[Selected excerpt]

Now Gibson is at work raising the B Litter — including Chickadee, named for her grandmother’s favorite bird — and, with partner Aidan Torres, training her yearlings — last year’s A Litter — while preparing for her team’s next move. Torres has played a significant role in the Whiteout team’s development, helping Gibson train the team for the last three seasons and racing the yearling team for the last two.
In his work with the younger dogs, Torres has been “helping them have a positive experience on the trail, which is a really important job,” said Gibson. “There’s not a lot of people I would trust to take my dogs out so I really appreciate his attentiveness to the dogs and his skill … he’s done quite an incredible job with the young dogs.”
In addition to her racing work, Gibson has been working toward finding a career that will suit her while supporting her passion for racing. Her understanding of the realities of racing as a way of life has matured since she decided at age 4 that she wanted to run the Iditarod.
“The difference between when I was 4 [and] being 22 now is that I can understand that the financial impact and life implications to successfully building a team of your own and running the Iditarod are really, really large,” she said.
Whether or not she runs the Iditarod (“I would not say no to that opportunity,” Gibson said), the care and feeding of 18 dogs requires a substantial commitment of time and funds.
Dog training — a line of work that interested her as a child — has emerged as a focus for Gibson’s vocational energy. After shadowing and then working with trainer Shannon Fharnham in Twisp, Gibson began training dogs in the spring of 2022, and continues to work with pets in the Methow Valley. “I absolutely love doing that,” she said, “and I will still be open for new clients through the summer.”
Next leg of the journey
In the fall Gibson will start a new chapter, one that will include moving to Wisconsin, where she and Torres will work with the Whiteout team while training yearling racing dogs for friends. She doesn’t know yet which races they’ll run in the coming season; that will be decided in conversation with the Wisconsin dog owners. “We definitely have already had a conversation about Canadian Challenge, so that’s a potential,” she said.

[/Selected excerpt]

- **Work request A**
Print the passage of the article on Gibson's sled dog team starting with "Now Gibson is" and going on through "the last two.".
- **Work request B**
State whether each statement agrees with the article on Gibson's sled dog team, answering yes or no and quoting the deciding words: (i) Torres has raced the yearling team for the last two seasons; (ii) Gibson began training dogs in the spring of 2021; (iii) Gibson will move to Wisconsin in the fall.
- **Work request C**
Resume the article on Gibson's sled dog team after its final sentence.
The data that follow have no connection to the article on Gibson's sled dog team.

[Provided material]

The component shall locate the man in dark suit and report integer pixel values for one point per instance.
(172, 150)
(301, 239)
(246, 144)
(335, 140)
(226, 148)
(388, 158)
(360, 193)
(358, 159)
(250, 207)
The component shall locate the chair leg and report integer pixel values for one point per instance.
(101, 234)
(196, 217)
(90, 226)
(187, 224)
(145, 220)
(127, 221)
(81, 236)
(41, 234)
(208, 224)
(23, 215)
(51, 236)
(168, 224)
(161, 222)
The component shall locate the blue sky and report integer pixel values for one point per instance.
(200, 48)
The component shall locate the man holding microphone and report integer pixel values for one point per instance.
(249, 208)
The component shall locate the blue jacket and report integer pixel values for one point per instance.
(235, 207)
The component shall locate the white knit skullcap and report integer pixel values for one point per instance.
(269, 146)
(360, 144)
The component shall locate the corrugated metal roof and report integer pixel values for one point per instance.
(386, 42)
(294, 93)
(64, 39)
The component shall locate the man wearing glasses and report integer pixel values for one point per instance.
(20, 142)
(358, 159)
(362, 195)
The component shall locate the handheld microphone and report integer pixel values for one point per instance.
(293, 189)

[/Provided material]

- **Task response A**
Now Gibson is at work raising the B Litter — including Chickadee, named for her grandmother’s favorite bird — and, with partner Aidan Torres, training her yearlings — last year’s A Litter — while preparing for her team’s next move. Torres has played a significant role in the Whiteout team’s development, helping Gibson train the team for the last three seasons and racing the yearling team for the last two.

- **Task response B**
(i) Yes: "racing the yearling team for the last two."
(ii) No: "Gibson began training dogs in the spring of 2022."
(iii) Yes: "In the fall Gibson will start a new chapter, one that will include moving to Wisconsin."

- **Task response C**
Gibson will also enroll at the Tarheel Canine School for Dog Trainers in Sanford, North Carolina. “I’ll be learning how to train police canines and detection dogs for both narcotics and weapons and explosives, as well as pet behavior and pet obedience,” she said, in a course of study that will lead to master trainer certification. Whiteout Racing Kennel will be rebranded as Whiteout Working Dogs, encompassing both racing and training as aspects of Gibson’s work.
Of preparing to move the Whiteout team out of the valley, Gibson said, “We’re getting ready to head out and it’s really made me think back on and appreciate the time that we’ve spent here and the people who have supported us … We’re not gone forever. We’ll certainly be back in the area to say hi, and be a part of the community again … We’re definitely gonna miss it here.”
Community has been integral to Gibson’s career so far. The racing community is supportive as well as competitive, said Gibson, speaking of the “unity that is so deeply rooted in the tradition of running sled dogs.”
“There’s a lot of competition,” she said, and yet “if you are in trouble, or your dogs are in trouble or something is going wrong, you can bet that pretty much every single musher that comes by is going to stop and make sure you’re OK and help you if you need it.”
As she looked ahead, Gibson also took time to reflect on the season just completed. “They always say that it’s not about the destination, it’s about the journey, and somebody added on to that and said, ‘it’s about the people that you travel with.’ And I think that that’s been very true for this team … of all of the things that I’ve accomplished, it’s really been the people that I’ve made that journey with that have made it mean more than I ever thought it could, and that includes my dogs, and that includes my family, and that includes friends and the people around us … that to me is what has really mattered with this team.”